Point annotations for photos
***

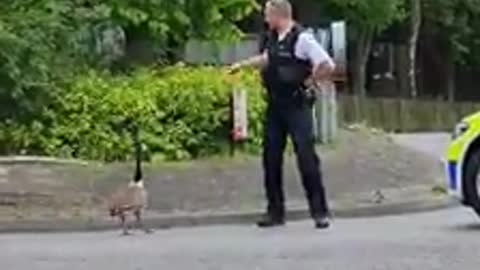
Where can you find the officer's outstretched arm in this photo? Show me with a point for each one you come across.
(323, 71)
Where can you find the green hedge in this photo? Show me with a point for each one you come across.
(183, 112)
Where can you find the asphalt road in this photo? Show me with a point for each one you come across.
(430, 143)
(438, 240)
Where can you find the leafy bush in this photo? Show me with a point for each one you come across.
(183, 113)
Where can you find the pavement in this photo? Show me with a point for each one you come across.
(445, 239)
(431, 143)
(366, 175)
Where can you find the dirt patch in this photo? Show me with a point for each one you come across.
(362, 161)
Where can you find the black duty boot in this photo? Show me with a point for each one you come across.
(268, 221)
(322, 221)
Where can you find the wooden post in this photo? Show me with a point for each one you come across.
(239, 118)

***

◆ **Exercise prompt**: Can you write out every line from the one containing "Where can you find the green" through the end of the records, keeping the requests, but with each coordinate in the answers increased by 55?

◆ **Exercise solution**:
Where can you find the green hedge in this photo? Show me with a point for each one you come across.
(238, 167)
Where can you find the asphalt road in this photo? Show me with a point for each one you come across.
(485, 198)
(493, 295)
Where can you find the leafy bush in this photo? Show me with a point for each one you come across.
(238, 168)
Where can you find the pavement in this photo? Show me with a point for each one you come across.
(500, 294)
(486, 198)
(421, 230)
Where can you find the dirt patch in this photo? Show me with a point for each one you come across.
(417, 216)
Where can you find the black duty boot in this photo? Show me with a point for each one you come across.
(323, 276)
(377, 276)
Where can you find the wooden post in this photo? Show me with a point for each one you come across.
(294, 173)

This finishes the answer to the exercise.